What you are asked to do:
Please gather every line below that contains the string "spectator", copying each one in full; a match counts only if its case agrees.

begin Materials provided

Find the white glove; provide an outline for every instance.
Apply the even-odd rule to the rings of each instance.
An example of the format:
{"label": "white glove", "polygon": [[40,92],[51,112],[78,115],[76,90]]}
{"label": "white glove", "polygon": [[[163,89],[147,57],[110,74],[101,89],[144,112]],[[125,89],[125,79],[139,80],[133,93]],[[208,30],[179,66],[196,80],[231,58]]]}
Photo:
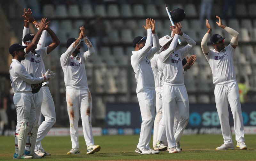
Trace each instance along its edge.
{"label": "white glove", "polygon": [[56,74],[48,69],[45,74],[43,73],[43,76],[44,79],[43,82],[46,82],[51,79],[53,79],[55,77]]}

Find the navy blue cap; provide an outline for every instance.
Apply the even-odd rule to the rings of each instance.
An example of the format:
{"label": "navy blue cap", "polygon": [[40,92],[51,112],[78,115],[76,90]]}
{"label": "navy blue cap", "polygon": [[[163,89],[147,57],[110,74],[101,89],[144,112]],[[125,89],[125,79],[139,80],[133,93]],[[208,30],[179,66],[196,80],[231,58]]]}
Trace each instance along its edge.
{"label": "navy blue cap", "polygon": [[25,43],[26,41],[32,40],[34,37],[35,37],[35,34],[33,33],[30,33],[26,34],[23,38],[23,42]]}
{"label": "navy blue cap", "polygon": [[184,10],[181,8],[177,8],[171,10],[170,13],[174,22],[182,21],[186,16]]}
{"label": "navy blue cap", "polygon": [[12,45],[9,47],[9,53],[12,54],[14,52],[22,49],[25,49],[28,47],[28,46],[22,46],[19,44],[14,44]]}
{"label": "navy blue cap", "polygon": [[[73,42],[75,42],[76,40],[76,39],[74,38],[70,38],[68,39],[68,40],[67,41],[67,43],[66,44],[66,47],[67,48],[68,48],[68,47],[69,47],[71,45],[71,44],[72,44]],[[82,40],[81,41],[81,42],[82,42],[84,40]]]}
{"label": "navy blue cap", "polygon": [[223,38],[222,36],[219,34],[214,34],[213,35],[211,38],[211,43],[213,44],[222,41],[225,38]]}

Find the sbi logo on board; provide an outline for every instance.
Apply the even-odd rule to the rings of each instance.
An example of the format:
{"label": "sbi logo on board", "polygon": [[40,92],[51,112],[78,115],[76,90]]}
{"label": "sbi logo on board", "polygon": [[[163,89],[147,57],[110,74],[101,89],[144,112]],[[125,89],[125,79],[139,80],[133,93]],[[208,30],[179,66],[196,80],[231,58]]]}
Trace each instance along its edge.
{"label": "sbi logo on board", "polygon": [[[256,125],[256,111],[253,111],[248,114],[242,112],[244,124],[249,124],[250,126]],[[204,126],[220,126],[220,119],[217,112],[205,112],[201,114],[197,112],[190,114],[189,123],[192,126],[202,125]]]}

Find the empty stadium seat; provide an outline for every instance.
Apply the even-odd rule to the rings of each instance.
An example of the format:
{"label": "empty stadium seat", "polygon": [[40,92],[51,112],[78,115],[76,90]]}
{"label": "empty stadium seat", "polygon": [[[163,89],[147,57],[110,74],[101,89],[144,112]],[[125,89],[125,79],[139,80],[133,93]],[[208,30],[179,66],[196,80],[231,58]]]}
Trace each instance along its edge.
{"label": "empty stadium seat", "polygon": [[92,18],[94,13],[92,5],[90,4],[84,4],[82,6],[82,16],[83,17]]}
{"label": "empty stadium seat", "polygon": [[108,6],[108,16],[109,17],[117,17],[120,16],[117,5],[110,4]]}
{"label": "empty stadium seat", "polygon": [[78,6],[76,4],[73,4],[68,6],[68,15],[70,17],[72,18],[80,17],[80,10]]}
{"label": "empty stadium seat", "polygon": [[[142,4],[134,5],[133,6],[133,13],[134,16],[135,17],[142,17],[145,16],[144,8]],[[145,23],[146,24],[146,22]]]}
{"label": "empty stadium seat", "polygon": [[94,8],[94,10],[95,15],[99,15],[102,17],[105,17],[107,15],[105,6],[103,4],[96,5]]}
{"label": "empty stadium seat", "polygon": [[186,4],[184,10],[186,12],[186,17],[195,17],[197,16],[197,13],[196,12],[196,6],[193,4]]}
{"label": "empty stadium seat", "polygon": [[66,18],[68,17],[68,12],[66,6],[64,5],[58,5],[56,8],[56,17],[58,18]]}
{"label": "empty stadium seat", "polygon": [[54,7],[52,4],[47,4],[44,5],[43,9],[43,15],[44,17],[54,18],[56,16],[54,12]]}
{"label": "empty stadium seat", "polygon": [[132,16],[132,8],[128,4],[122,4],[121,5],[121,16],[124,17],[131,17]]}
{"label": "empty stadium seat", "polygon": [[154,4],[148,4],[146,8],[147,16],[150,17],[154,18],[158,16],[158,12],[156,7]]}

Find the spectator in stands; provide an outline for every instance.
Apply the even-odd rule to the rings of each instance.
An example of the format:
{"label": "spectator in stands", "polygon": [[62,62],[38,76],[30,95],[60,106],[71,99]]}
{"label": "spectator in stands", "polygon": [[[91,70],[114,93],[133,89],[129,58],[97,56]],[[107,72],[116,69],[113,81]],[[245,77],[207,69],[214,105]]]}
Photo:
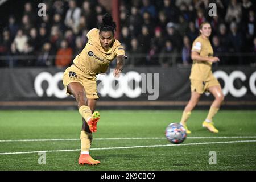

end Materials provided

Solution to the problem:
Find the spectator in stands; provide an outline for every instance.
{"label": "spectator in stands", "polygon": [[62,62],[38,76],[30,95],[60,106],[71,99]]}
{"label": "spectator in stands", "polygon": [[[91,70],[114,93],[133,89],[129,58],[97,56]],[[107,72],[116,69],[113,81]],[[245,77],[207,69],[214,105]]]}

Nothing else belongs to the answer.